• **WHAT YOU WILL DO**
Reproduce this listing in full.

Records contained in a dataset
******
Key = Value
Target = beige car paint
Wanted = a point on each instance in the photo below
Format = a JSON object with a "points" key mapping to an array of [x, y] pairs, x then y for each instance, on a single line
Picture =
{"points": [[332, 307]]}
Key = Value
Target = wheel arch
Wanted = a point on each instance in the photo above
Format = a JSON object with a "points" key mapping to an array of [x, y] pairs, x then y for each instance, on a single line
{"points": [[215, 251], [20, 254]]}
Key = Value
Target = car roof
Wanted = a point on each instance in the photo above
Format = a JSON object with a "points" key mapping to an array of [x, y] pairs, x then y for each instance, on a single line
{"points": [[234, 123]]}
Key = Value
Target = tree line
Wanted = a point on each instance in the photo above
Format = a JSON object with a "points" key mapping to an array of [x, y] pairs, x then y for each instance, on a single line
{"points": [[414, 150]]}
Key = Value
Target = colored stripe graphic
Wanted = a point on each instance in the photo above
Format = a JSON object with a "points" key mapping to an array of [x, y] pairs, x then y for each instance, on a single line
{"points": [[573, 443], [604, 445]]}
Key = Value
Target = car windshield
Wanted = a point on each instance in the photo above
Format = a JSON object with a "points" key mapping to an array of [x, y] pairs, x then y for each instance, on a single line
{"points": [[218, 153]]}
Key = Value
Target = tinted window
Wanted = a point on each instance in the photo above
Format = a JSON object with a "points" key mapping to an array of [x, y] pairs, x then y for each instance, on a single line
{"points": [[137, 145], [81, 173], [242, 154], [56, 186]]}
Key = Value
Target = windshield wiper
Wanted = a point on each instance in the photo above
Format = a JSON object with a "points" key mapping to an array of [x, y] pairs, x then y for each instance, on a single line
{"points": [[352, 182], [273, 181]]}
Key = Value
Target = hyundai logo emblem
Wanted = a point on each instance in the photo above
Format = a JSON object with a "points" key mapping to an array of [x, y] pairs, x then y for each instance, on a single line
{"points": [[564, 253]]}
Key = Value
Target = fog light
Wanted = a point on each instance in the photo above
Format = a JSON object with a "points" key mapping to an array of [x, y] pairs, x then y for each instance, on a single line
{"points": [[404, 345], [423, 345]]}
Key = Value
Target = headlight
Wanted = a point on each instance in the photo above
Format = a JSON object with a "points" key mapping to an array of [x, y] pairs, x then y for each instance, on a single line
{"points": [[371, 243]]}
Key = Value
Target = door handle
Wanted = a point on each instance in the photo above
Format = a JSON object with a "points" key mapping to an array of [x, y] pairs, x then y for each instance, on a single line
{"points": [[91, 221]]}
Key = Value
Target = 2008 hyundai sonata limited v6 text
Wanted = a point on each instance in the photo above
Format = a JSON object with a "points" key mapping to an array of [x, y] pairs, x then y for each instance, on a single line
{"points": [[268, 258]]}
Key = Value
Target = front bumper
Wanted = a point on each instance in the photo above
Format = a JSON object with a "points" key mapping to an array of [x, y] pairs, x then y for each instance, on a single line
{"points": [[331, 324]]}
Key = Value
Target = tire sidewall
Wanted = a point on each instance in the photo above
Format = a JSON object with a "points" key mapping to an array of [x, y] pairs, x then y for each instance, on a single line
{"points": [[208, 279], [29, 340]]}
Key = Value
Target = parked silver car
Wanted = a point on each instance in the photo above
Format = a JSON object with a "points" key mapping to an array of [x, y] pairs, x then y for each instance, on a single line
******
• **SOLUTION TO THIS TASK**
Key = Value
Target = beige car paint
Wanted = a point on each instance in the photo below
Format = a JSON object with a "points" key mapping to an array of [x, y] pairs, x then y for each instance, on a single line
Picture =
{"points": [[332, 307]]}
Key = Value
Target = wheel arch
Wanted = a point on each instance in the photo above
Format = a JSON object with a "points" key mapping to an array of [x, y] pairs, x then y for each instance, on a single line
{"points": [[215, 251], [20, 254]]}
Key = Value
Target = car roof
Wanted = a point on each instance in the photo above
Format = a JSON object with a "points" key mapping to an array of [x, y] pairs, x then y for each instance, on a single line
{"points": [[234, 123]]}
Key = Value
Target = tree line
Wanted = a point on each instance in the photo above
Format = a JSON object with a "points" key mapping to an array of [x, y] pairs, x then y for each instance, on a single line
{"points": [[414, 150]]}
Key = Value
Target = colored stripe graphic
Wanted = a point on each instance in the photo above
Format = a JSON object with a "points" key mapping to an array of [x, y] pairs, x then y for each instance, on a single line
{"points": [[573, 443], [604, 445]]}
Key = Value
Target = car windshield
Wanted = a point on each instance in the photo above
Format = a JSON object with a "points" key mapping to an array of [x, y] pairs, x then y for each instance, on a single line
{"points": [[218, 153]]}
Key = Value
Target = tinted window
Wanted = a point on each instance in the photo above
Format = a JSON object with a "points" key mapping to an array of [x, y] pairs, x then y for each instance, on a single line
{"points": [[137, 145], [81, 173], [242, 154], [56, 186]]}
Key = Value
Target = windshield wiper
Wanted = a point on each instance in the photo above
Format = a JSON object with a "points" key mapping to an array of [x, y] pairs, x then y for each instance, on a single line
{"points": [[352, 182], [273, 181]]}
Key = Value
Target = hyundai logo emblem
Wanted = a point on each instance in the photo above
Format = a JSON object with a "points" key mapping to an array of [x, y] pairs, x then y for each instance, on a single line
{"points": [[564, 253]]}
Key = Value
Target = fog light
Wanted = a point on each instance in the photo above
Format = a JSON object with a "points" key mapping to an array of [x, y] pairs, x then y for each instance, on a single line
{"points": [[404, 345], [423, 345]]}
Key = Value
Target = headlight
Wanted = a point on each instance in the photo above
Format = a JSON object with a "points" key mapping to an array of [x, y] pairs, x then y for each instance, on a single line
{"points": [[371, 243]]}
Key = Value
Target = door handle
Wanted = a point on each instance in the photo above
Format = a JSON object with a "points" key mapping to an array of [x, y] pairs, x then y for each instance, on a single line
{"points": [[91, 221]]}
Key = Value
Target = 2008 hyundai sonata limited v6 text
Wanted = a point on each instance in the photo above
Format = a JSON object with a "points" key mapping to an array of [x, y] pairs, x then y for each instance, on a single line
{"points": [[268, 258]]}
Key = Value
Target = front bumper
Wanted = a point on each instance in the photo above
Format = a JSON object with a "points" key mapping to an array of [x, y] pairs, x then y for each instance, on a single line
{"points": [[331, 324]]}
Key = Value
Target = tire sidewall
Wanted = a point on each instance in the photo above
Format = a JSON object with a "points" key mapping to an array of [x, y] pairs, x then y for each instance, on a single line
{"points": [[208, 279], [29, 340]]}
Key = Value
Target = parked silver car
Wanted = a point on each instance in the photo above
Format = a JSON object with a "points" key mapping to an array of [x, y] pairs, x then y for each instance, on a single line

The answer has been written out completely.